[Records excerpted from a collection]
§ §

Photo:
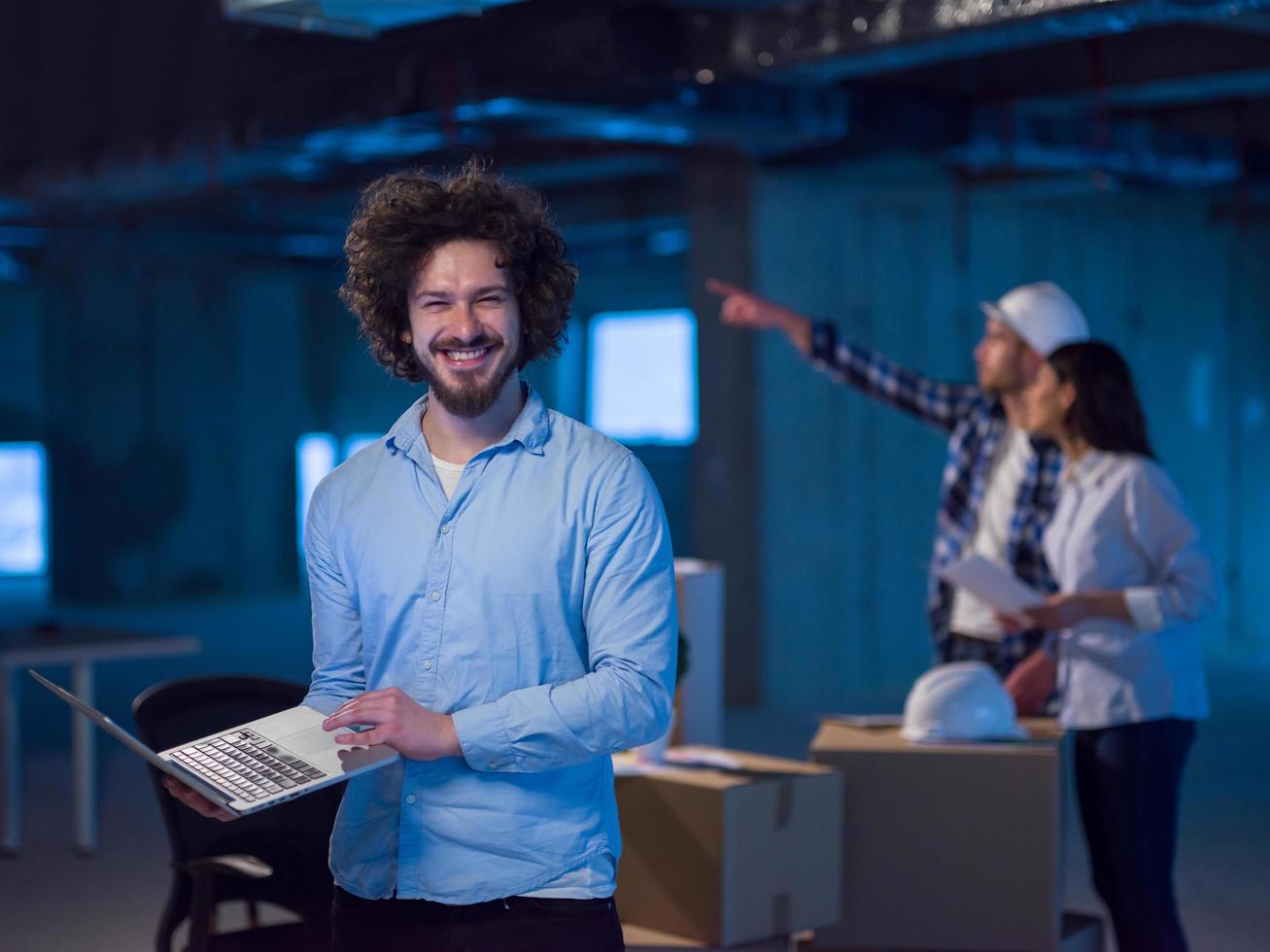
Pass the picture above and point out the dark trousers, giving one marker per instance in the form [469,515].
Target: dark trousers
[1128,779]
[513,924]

§ §

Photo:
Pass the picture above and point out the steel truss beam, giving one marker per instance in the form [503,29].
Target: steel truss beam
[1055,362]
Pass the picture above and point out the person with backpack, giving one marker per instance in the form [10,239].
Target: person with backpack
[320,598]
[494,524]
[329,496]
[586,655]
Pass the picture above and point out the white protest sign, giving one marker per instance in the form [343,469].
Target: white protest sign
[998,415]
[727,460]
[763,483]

§ §

**Objective**
Please pull out every line of the items above that contains the string "Target", matching its case exactly.

**The result**
Target: dark trousers
Target: steel truss beam
Target: person with backpack
Target: white protest sign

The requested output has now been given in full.